## TEXT BLOCK
•••••

Despite decades of experience in collectibles working with valuable IP, bringing big brands like Disney, Marvel and DC into the digital collectibles world still required hustle, says VeVe co-founder David Yu

Contributor

Caitlin Sykes

VeVe co-founder David Yu

Seeing people move increasingly into the digital world, David Yu had a stark realisation: he needed to build a product that would essentially kill his own business.

A lifelong collector, Yu had an early start as an entrepreneur re-selling stamps and phone cards at age 14 before opening his first retail collectibles store, Games R Us, aged 17. After 20 years of establishing businesses and introducing us to cultural phenomena like Pokémon cards, and tabletop games like Dungeons & Dragons and Warhammer, he sensed increasing retail industry disruption, and audiences migrating online.

In 2017 he co-founded Orbis Blockchain Technologies, known for its VeVe app – a platform where users can collect, trade and showcase digital collectibles in the form of NFTs. Launched in late 2020, VeVe has partnered with some of the best-known IP owners in the global entertainment industry – Disney, Marvel, DC, Pixar and Lucas Films are a few – along with other major brands, like Lamborghini and the US Postal Service (USPS).

Ahead of sharing his founder journey on the main Sunroom stage at Sunrise Aotearoa, Yu talked with Caffeine about just what it took for a Kiwi startup to convince the owners of some of the world’s most beloved IP to come into its digital world.  

What were the main challenges when first approaching IP holders like Marvel, DC and Disney about the concept of VeVe?

Number one, there was this difficulty of the ‘one app’. As you probably understand, a lot of IP owners don't like to mix their IP with one another. The people who love Spider-Man are very Marvel, and for Batman and Superman it’s DC, so to have these superheroes in one app was a challenge in its own right. And then you have other IP inside the app that’s not even relevant to superheroes – like Back to the Future and Jurassic Park.

It took a while to convince the IP owners that collectibles, they live together. People who collect stamps, they don't only collect New Zealand stamps. Or people who love NBA basketball might also love baseball or rugby. They live together in what we call the ‘fandom’.

•••••

## INFORMATION SHOWN
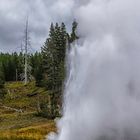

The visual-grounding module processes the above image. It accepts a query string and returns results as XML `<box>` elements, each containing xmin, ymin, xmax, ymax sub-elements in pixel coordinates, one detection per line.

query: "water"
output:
<box><xmin>48</xmin><ymin>0</ymin><xmax>140</xmax><ymax>140</ymax></box>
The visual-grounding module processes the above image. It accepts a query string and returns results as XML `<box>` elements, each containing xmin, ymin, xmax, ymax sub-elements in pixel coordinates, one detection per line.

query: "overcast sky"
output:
<box><xmin>0</xmin><ymin>0</ymin><xmax>73</xmax><ymax>52</ymax></box>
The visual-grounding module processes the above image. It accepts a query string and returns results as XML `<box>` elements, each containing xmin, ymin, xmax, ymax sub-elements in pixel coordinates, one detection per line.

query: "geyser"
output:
<box><xmin>48</xmin><ymin>0</ymin><xmax>140</xmax><ymax>140</ymax></box>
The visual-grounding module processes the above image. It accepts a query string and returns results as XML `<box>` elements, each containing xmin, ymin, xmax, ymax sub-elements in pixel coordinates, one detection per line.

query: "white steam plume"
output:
<box><xmin>49</xmin><ymin>0</ymin><xmax>140</xmax><ymax>140</ymax></box>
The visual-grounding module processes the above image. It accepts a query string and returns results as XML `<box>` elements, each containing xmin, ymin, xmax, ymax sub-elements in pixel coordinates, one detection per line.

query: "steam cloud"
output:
<box><xmin>48</xmin><ymin>0</ymin><xmax>140</xmax><ymax>140</ymax></box>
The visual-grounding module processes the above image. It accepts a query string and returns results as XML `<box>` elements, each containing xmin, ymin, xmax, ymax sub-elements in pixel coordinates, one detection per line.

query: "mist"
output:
<box><xmin>48</xmin><ymin>0</ymin><xmax>140</xmax><ymax>140</ymax></box>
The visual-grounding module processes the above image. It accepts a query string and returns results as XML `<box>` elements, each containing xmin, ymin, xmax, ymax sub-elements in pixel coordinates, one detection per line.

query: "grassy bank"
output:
<box><xmin>0</xmin><ymin>82</ymin><xmax>55</xmax><ymax>140</ymax></box>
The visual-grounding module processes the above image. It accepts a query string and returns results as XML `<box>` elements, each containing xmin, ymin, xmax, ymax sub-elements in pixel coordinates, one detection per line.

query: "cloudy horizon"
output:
<box><xmin>0</xmin><ymin>0</ymin><xmax>73</xmax><ymax>52</ymax></box>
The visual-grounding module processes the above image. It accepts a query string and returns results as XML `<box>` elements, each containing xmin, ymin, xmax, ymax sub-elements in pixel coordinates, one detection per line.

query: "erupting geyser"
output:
<box><xmin>48</xmin><ymin>0</ymin><xmax>140</xmax><ymax>140</ymax></box>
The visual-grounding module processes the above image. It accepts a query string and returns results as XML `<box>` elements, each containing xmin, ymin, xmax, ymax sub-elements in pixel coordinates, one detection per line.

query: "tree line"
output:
<box><xmin>0</xmin><ymin>21</ymin><xmax>78</xmax><ymax>118</ymax></box>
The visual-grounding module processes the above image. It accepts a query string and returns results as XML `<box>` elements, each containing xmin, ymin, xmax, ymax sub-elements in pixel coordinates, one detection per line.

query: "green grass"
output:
<box><xmin>0</xmin><ymin>82</ymin><xmax>56</xmax><ymax>140</ymax></box>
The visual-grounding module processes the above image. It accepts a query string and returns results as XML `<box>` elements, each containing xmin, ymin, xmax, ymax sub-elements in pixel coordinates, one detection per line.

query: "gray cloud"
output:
<box><xmin>0</xmin><ymin>0</ymin><xmax>73</xmax><ymax>52</ymax></box>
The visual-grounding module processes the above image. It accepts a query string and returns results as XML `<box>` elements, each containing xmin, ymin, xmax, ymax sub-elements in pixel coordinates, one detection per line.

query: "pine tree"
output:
<box><xmin>68</xmin><ymin>20</ymin><xmax>79</xmax><ymax>44</ymax></box>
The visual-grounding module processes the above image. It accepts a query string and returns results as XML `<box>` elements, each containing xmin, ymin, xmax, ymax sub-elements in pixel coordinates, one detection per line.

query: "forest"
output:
<box><xmin>0</xmin><ymin>21</ymin><xmax>78</xmax><ymax>119</ymax></box>
<box><xmin>0</xmin><ymin>21</ymin><xmax>78</xmax><ymax>139</ymax></box>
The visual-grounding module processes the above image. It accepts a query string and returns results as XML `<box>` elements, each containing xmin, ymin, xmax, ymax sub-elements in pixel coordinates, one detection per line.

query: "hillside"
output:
<box><xmin>0</xmin><ymin>82</ymin><xmax>55</xmax><ymax>140</ymax></box>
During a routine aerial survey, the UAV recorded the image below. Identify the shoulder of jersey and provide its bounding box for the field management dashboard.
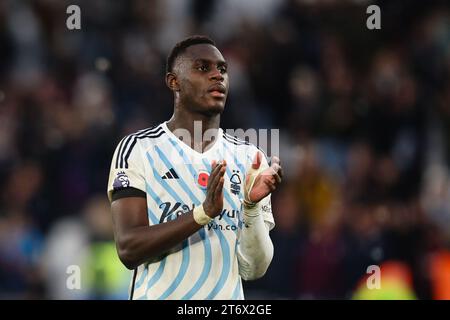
[115,124,166,169]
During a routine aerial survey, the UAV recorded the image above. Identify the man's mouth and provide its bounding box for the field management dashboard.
[208,84,226,98]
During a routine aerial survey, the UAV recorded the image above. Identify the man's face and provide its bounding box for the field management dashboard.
[174,44,228,115]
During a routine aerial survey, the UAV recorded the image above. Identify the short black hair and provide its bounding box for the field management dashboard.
[166,35,216,72]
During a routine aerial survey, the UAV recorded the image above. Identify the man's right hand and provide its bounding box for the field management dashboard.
[203,160,227,218]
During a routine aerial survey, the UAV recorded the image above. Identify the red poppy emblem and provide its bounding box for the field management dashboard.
[197,171,209,188]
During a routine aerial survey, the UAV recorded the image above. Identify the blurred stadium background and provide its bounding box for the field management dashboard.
[0,0,450,299]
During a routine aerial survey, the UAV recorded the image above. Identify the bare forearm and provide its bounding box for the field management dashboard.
[238,208,273,280]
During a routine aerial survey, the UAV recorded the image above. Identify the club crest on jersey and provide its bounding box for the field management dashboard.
[197,170,209,189]
[113,171,130,190]
[230,170,242,196]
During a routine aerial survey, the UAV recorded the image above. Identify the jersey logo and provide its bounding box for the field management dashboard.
[230,170,242,196]
[113,171,130,190]
[197,170,209,189]
[161,168,179,179]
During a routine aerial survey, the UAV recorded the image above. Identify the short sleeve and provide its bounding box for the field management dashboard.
[107,135,145,201]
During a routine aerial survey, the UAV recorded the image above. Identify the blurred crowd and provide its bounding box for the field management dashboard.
[0,0,450,299]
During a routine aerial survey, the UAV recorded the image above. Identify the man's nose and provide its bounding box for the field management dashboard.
[209,69,223,81]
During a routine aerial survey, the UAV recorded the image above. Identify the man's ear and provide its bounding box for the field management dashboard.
[166,72,180,92]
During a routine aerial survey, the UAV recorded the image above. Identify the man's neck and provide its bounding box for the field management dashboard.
[167,108,220,153]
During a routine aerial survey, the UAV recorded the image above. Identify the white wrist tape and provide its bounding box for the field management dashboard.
[193,205,212,226]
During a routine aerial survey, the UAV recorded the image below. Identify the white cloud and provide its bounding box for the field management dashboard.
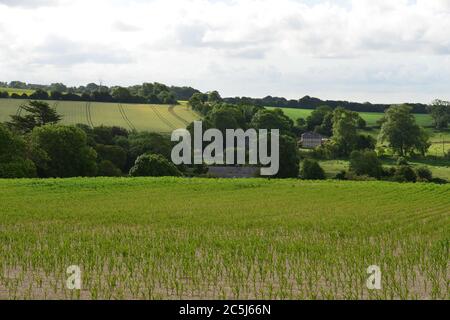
[0,0,450,102]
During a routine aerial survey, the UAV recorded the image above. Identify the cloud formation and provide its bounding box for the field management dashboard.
[0,0,450,102]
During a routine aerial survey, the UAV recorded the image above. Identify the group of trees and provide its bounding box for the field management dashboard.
[188,91,300,178]
[0,81,200,104]
[342,150,438,183]
[0,101,186,178]
[224,96,427,113]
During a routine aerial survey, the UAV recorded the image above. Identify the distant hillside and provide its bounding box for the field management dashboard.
[224,96,427,113]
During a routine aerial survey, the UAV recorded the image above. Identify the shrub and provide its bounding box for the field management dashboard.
[416,167,433,181]
[397,157,409,166]
[350,150,383,178]
[95,144,127,170]
[130,154,181,177]
[97,160,122,177]
[0,159,37,178]
[355,134,377,150]
[334,170,347,180]
[31,125,97,178]
[300,159,325,180]
[394,166,417,182]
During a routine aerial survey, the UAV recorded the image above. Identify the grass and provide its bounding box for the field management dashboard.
[0,178,450,299]
[268,107,433,127]
[0,87,34,95]
[319,159,450,181]
[0,99,198,133]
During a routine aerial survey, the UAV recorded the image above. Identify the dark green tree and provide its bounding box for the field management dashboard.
[379,105,430,156]
[350,150,383,178]
[31,125,97,178]
[130,154,181,177]
[300,159,325,180]
[7,101,62,133]
[427,100,450,130]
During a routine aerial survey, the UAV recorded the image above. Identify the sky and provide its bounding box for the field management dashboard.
[0,0,450,103]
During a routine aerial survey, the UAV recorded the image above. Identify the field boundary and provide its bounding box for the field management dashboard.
[169,105,190,126]
[86,102,94,128]
[151,105,178,130]
[117,103,136,131]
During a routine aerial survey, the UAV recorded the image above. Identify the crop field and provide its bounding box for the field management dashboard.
[0,87,34,95]
[268,108,432,127]
[0,99,198,133]
[0,178,450,299]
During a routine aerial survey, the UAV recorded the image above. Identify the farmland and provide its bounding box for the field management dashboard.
[0,87,34,95]
[268,108,450,157]
[0,178,450,299]
[268,108,433,127]
[0,99,198,133]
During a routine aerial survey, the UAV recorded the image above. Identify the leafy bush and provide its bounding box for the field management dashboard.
[334,170,347,180]
[394,166,417,182]
[97,160,122,177]
[397,157,409,166]
[300,159,325,180]
[130,154,181,177]
[0,159,37,178]
[31,125,97,178]
[350,150,383,178]
[95,144,127,170]
[416,167,433,182]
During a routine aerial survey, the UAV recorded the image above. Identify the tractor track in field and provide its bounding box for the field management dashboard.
[169,105,190,126]
[16,105,22,117]
[86,102,94,128]
[118,103,136,131]
[151,106,178,130]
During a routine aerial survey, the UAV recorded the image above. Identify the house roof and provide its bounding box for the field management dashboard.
[302,132,324,139]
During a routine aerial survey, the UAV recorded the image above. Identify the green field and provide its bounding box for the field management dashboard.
[319,160,450,181]
[0,178,450,299]
[0,87,34,95]
[268,107,433,127]
[0,99,198,133]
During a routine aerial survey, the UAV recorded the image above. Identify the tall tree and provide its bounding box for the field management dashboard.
[332,108,359,156]
[7,101,62,133]
[427,100,450,130]
[379,105,430,156]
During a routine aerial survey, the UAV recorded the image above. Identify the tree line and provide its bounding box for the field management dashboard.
[0,97,450,181]
[0,81,199,104]
[224,96,427,113]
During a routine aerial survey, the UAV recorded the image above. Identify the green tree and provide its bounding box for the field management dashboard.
[300,159,325,180]
[95,144,127,170]
[276,135,300,179]
[129,132,173,166]
[350,150,383,178]
[416,166,433,182]
[250,109,294,135]
[7,101,62,133]
[332,108,359,156]
[130,154,181,177]
[208,91,222,103]
[31,125,97,178]
[0,124,36,178]
[427,100,450,130]
[97,160,122,177]
[314,112,334,137]
[394,166,417,182]
[306,106,333,131]
[112,87,132,102]
[379,105,430,156]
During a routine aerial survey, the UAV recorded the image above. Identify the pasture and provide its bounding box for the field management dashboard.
[0,178,450,299]
[0,99,198,133]
[267,107,433,127]
[0,87,34,95]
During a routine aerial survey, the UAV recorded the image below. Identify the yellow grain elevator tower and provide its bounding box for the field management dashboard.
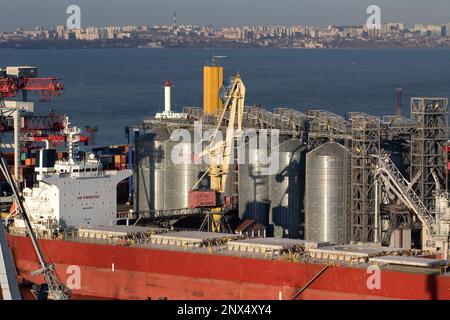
[203,57,223,114]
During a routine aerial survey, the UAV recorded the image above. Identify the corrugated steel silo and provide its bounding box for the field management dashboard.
[305,141,351,243]
[238,143,270,226]
[134,128,169,212]
[164,133,202,209]
[269,138,305,238]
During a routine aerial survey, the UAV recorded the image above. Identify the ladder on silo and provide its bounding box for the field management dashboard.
[0,218,22,300]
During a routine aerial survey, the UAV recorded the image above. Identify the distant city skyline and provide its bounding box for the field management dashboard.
[0,0,450,31]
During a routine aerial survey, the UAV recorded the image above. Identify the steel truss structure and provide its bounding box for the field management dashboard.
[410,98,448,208]
[350,113,381,242]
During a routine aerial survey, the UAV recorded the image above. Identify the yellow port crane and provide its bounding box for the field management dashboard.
[192,74,245,232]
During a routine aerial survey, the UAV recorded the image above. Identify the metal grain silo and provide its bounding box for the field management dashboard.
[305,142,351,243]
[164,133,203,209]
[238,143,270,226]
[134,128,169,212]
[269,138,305,238]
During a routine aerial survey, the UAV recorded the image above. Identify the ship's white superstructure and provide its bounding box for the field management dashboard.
[23,120,132,228]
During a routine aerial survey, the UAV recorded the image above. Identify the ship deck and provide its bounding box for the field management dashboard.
[48,226,450,276]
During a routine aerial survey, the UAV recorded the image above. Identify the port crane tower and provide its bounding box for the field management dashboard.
[0,67,64,181]
[192,74,245,232]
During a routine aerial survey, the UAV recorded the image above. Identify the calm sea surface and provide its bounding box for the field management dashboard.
[0,49,450,144]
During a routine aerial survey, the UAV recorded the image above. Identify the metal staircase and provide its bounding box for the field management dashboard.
[0,218,22,300]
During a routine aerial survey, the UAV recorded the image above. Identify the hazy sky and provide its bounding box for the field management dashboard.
[0,0,450,31]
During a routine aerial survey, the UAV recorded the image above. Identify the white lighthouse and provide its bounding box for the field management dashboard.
[155,80,187,119]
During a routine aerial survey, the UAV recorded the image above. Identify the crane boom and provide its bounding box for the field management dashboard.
[0,156,71,300]
[193,74,245,194]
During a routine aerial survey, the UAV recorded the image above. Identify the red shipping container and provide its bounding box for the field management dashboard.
[189,190,217,209]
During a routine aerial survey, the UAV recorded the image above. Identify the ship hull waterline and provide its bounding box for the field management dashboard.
[8,235,450,300]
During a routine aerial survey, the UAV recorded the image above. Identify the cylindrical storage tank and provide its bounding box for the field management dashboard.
[238,143,270,226]
[305,141,351,243]
[134,128,169,212]
[269,138,305,239]
[164,132,203,209]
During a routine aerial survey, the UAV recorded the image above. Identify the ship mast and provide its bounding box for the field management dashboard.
[64,117,81,164]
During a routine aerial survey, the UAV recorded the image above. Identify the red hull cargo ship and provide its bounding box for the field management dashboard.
[3,230,450,300]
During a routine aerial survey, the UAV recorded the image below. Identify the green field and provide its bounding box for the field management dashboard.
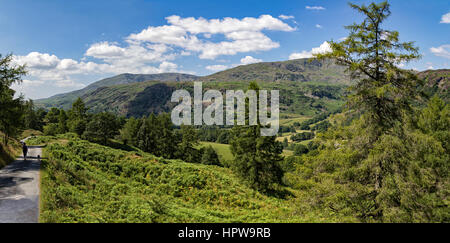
[199,142,293,162]
[199,142,233,162]
[33,137,354,223]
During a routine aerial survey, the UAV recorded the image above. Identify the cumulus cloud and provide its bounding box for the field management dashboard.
[278,14,295,20]
[206,65,228,72]
[305,6,325,10]
[430,45,450,59]
[205,56,263,72]
[441,13,450,24]
[241,56,262,65]
[289,41,332,60]
[14,15,296,97]
[127,15,295,59]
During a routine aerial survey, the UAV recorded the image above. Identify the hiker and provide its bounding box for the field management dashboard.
[22,142,28,160]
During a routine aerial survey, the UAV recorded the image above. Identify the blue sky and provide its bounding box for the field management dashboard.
[0,0,450,99]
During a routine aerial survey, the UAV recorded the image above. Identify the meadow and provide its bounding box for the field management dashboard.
[30,135,355,223]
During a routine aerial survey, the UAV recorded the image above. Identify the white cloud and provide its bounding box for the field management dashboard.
[206,65,228,72]
[86,41,125,58]
[441,13,450,24]
[289,41,332,60]
[305,6,325,10]
[14,15,296,97]
[278,14,295,20]
[241,56,262,65]
[430,45,450,59]
[127,15,295,59]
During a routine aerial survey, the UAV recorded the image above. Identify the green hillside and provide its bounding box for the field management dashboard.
[36,59,350,109]
[36,59,349,117]
[36,73,199,109]
[200,59,351,85]
[33,135,355,223]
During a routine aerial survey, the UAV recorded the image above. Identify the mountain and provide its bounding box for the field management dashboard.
[418,69,450,103]
[36,59,351,109]
[35,59,450,118]
[201,59,351,85]
[36,73,200,109]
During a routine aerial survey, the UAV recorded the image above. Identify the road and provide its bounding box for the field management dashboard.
[0,146,42,223]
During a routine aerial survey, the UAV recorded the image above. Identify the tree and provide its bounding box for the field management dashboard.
[231,82,283,192]
[316,2,420,133]
[120,117,142,146]
[83,112,120,145]
[283,138,289,148]
[316,2,420,196]
[0,54,27,144]
[202,146,220,165]
[294,144,308,156]
[286,2,450,222]
[67,98,88,136]
[176,125,202,163]
[57,109,69,134]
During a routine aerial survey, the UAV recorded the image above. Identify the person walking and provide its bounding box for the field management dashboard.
[22,142,28,161]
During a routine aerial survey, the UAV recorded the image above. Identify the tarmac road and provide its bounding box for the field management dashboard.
[0,146,42,223]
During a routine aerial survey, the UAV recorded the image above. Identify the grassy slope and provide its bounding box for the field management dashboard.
[33,138,352,222]
[200,142,293,161]
[36,59,350,116]
[0,132,21,169]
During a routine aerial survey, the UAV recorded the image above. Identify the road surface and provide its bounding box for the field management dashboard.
[0,146,42,223]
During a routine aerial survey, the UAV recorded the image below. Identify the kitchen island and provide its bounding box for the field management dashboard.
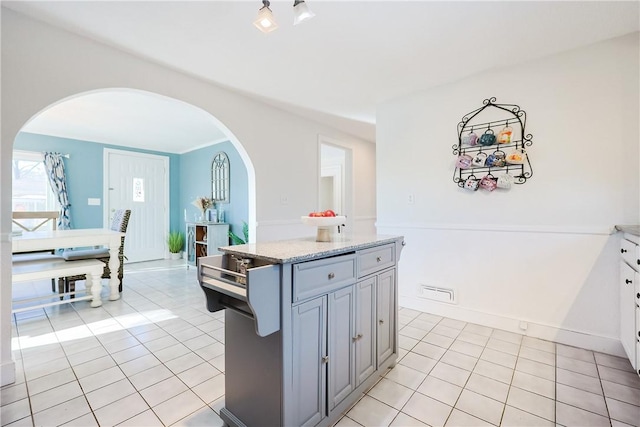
[198,235,404,426]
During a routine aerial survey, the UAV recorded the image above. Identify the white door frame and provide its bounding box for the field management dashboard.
[316,135,355,233]
[102,148,171,259]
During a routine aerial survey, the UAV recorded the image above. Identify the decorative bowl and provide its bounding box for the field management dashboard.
[300,215,347,242]
[300,215,347,227]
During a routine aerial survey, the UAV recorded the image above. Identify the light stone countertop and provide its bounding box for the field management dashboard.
[616,225,640,237]
[219,235,404,264]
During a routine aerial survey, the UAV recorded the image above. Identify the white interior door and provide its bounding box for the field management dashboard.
[104,149,169,262]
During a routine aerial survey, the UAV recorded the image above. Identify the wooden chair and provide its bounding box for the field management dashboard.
[62,209,131,297]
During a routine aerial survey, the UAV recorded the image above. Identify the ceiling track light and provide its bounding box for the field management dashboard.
[293,0,316,25]
[253,0,316,33]
[253,0,278,33]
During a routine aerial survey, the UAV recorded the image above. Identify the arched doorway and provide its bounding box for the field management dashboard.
[0,88,256,385]
[16,88,255,253]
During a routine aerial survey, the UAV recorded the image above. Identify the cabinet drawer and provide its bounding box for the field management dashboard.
[620,239,640,271]
[293,254,356,302]
[358,244,396,277]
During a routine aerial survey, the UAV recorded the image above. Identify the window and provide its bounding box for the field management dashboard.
[11,150,60,230]
[211,151,229,203]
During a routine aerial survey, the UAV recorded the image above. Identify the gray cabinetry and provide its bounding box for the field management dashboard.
[292,297,327,426]
[198,238,402,427]
[292,277,376,426]
[376,269,396,366]
[327,285,355,412]
[353,278,377,387]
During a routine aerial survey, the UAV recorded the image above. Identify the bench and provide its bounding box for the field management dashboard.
[11,258,104,313]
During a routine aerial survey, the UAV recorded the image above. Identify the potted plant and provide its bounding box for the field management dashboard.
[167,231,184,259]
[229,221,249,245]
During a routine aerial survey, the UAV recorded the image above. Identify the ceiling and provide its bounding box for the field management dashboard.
[2,0,640,152]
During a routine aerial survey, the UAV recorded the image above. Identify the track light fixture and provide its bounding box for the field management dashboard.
[253,0,316,33]
[253,0,278,33]
[293,0,316,25]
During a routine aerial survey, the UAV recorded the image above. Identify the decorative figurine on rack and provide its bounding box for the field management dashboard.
[498,120,513,144]
[462,128,478,147]
[480,128,496,146]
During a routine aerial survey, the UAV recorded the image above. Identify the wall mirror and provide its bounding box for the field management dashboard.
[211,151,229,203]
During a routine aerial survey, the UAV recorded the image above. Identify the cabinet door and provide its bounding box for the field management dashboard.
[186,224,196,265]
[207,224,229,256]
[620,261,636,368]
[292,297,327,426]
[354,277,376,387]
[376,269,396,367]
[328,285,355,411]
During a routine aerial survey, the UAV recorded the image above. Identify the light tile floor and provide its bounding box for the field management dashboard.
[0,261,640,427]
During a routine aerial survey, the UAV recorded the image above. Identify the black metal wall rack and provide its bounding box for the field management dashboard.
[452,97,533,187]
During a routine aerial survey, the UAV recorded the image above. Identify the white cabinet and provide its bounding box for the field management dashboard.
[185,222,229,267]
[620,233,640,375]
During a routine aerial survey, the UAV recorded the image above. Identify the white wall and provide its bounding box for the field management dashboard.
[0,9,375,384]
[377,33,640,355]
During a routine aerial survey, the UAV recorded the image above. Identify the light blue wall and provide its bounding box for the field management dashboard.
[179,141,249,244]
[14,132,181,229]
[14,132,249,241]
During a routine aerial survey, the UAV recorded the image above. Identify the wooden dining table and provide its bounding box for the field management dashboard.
[11,228,124,301]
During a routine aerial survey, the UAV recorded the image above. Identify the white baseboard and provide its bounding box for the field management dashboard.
[0,360,16,386]
[398,295,627,358]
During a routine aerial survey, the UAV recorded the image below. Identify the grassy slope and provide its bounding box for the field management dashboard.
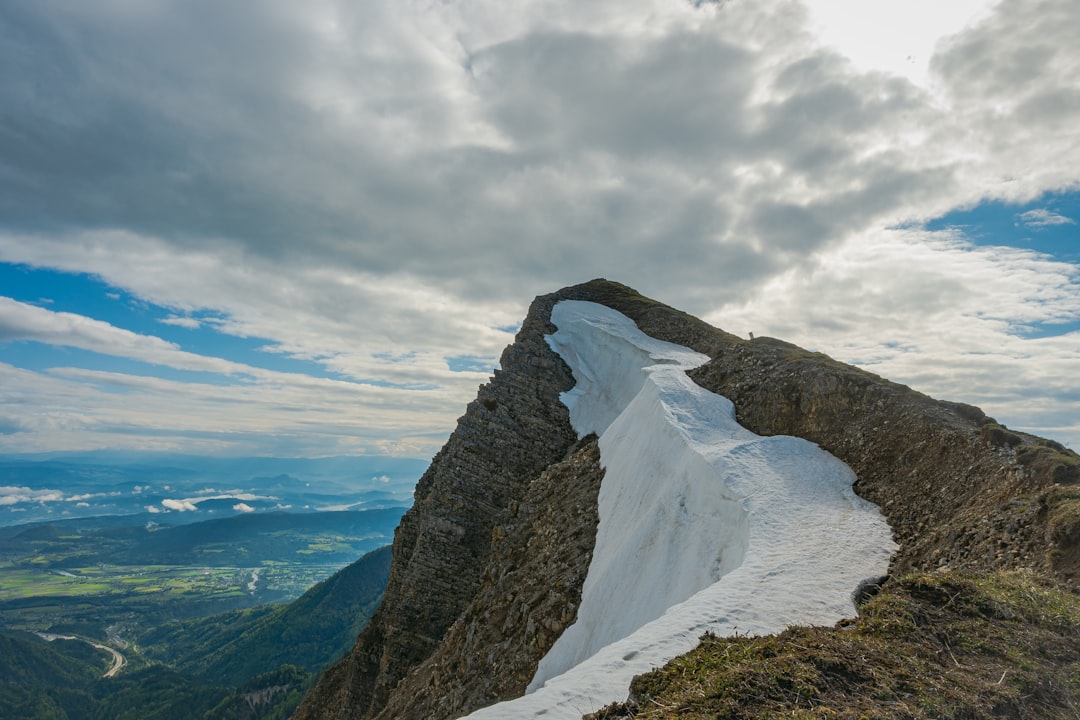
[565,281,1080,719]
[592,572,1080,720]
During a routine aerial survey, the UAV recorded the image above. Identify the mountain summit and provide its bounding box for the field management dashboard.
[295,280,1080,720]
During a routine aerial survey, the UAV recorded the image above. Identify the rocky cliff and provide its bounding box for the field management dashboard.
[295,281,1080,720]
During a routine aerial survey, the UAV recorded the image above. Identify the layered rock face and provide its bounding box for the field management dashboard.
[295,281,1080,720]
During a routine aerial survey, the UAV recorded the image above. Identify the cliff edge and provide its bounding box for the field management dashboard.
[294,280,1080,720]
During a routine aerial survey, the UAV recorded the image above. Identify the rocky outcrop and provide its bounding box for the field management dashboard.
[294,281,1080,720]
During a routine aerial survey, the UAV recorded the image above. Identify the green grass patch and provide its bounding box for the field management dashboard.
[591,572,1080,720]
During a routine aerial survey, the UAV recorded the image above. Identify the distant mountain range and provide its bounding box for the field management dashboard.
[0,451,428,527]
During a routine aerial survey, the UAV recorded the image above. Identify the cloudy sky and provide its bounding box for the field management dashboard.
[0,0,1080,458]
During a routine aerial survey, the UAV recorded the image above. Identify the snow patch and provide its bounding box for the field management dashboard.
[468,300,896,720]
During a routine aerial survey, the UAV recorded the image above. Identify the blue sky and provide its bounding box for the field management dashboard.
[0,0,1080,458]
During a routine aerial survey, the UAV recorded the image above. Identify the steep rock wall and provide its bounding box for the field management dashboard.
[295,281,1080,720]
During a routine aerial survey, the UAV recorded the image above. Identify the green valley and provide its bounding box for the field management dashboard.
[0,507,404,720]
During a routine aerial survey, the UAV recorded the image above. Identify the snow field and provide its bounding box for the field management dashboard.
[468,300,896,720]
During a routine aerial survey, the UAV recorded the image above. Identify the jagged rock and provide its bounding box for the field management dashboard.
[294,280,1080,720]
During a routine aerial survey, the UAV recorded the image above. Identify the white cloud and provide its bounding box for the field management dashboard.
[0,0,1080,456]
[710,225,1080,447]
[159,315,202,330]
[161,498,199,513]
[1017,207,1077,228]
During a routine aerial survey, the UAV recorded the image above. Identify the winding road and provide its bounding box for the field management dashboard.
[37,633,127,678]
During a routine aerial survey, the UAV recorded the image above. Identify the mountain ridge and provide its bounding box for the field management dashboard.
[296,280,1080,720]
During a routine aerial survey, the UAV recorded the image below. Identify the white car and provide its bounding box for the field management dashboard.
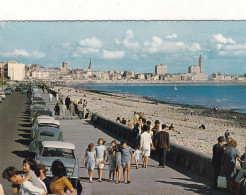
[31,116,60,139]
[0,91,6,100]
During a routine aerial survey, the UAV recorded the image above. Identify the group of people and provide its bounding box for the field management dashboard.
[2,158,77,195]
[212,131,246,194]
[52,92,88,120]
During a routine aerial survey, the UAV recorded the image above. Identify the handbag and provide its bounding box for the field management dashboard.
[217,171,227,189]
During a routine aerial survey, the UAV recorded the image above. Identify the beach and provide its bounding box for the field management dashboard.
[54,87,246,155]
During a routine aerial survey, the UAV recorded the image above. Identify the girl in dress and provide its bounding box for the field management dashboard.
[83,143,97,183]
[107,147,115,182]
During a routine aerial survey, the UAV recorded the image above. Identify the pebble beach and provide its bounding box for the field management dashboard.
[54,87,246,155]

•••••

## WRITTEN INSTRUCTION
Transcribe word for word the passage of the VeVe interview above, starting at "Ahead of sharing" and ending at "concept of VeVe?".

## ANSWER TO THE TASK
Ahead of sharing his founder journey on the main Sunroom stage at Sunrise Aotearoa, Yu talked with Caffeine about just what it took for a Kiwi startup to convince the owners of some of the world’s most beloved IP to come into its digital world.  

What were the main challenges when first approaching IP holders like Marvel, DC and Disney about the concept of VeVe?